- _Exercise goal_
Rewrite the material below with "person's hair" replaced by "person's head" and everything else unchanged. Leave the pictures out of your version.

[start of Material provided]

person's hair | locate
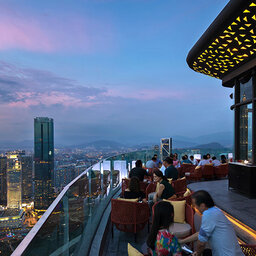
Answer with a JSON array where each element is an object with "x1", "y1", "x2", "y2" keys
[
  {"x1": 128, "y1": 176, "x2": 140, "y2": 193},
  {"x1": 164, "y1": 157, "x2": 173, "y2": 164},
  {"x1": 147, "y1": 201, "x2": 174, "y2": 250},
  {"x1": 135, "y1": 160, "x2": 142, "y2": 167},
  {"x1": 154, "y1": 170, "x2": 168, "y2": 181},
  {"x1": 192, "y1": 190, "x2": 215, "y2": 208}
]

[end of Material provided]

- _Full output_
person's head | locate
Answer with a JSON array where each element is an object with "x1", "y1", "x2", "y2" keys
[
  {"x1": 128, "y1": 176, "x2": 140, "y2": 193},
  {"x1": 164, "y1": 157, "x2": 173, "y2": 164},
  {"x1": 147, "y1": 201, "x2": 174, "y2": 250},
  {"x1": 135, "y1": 160, "x2": 142, "y2": 167},
  {"x1": 154, "y1": 170, "x2": 168, "y2": 181},
  {"x1": 192, "y1": 190, "x2": 215, "y2": 208}
]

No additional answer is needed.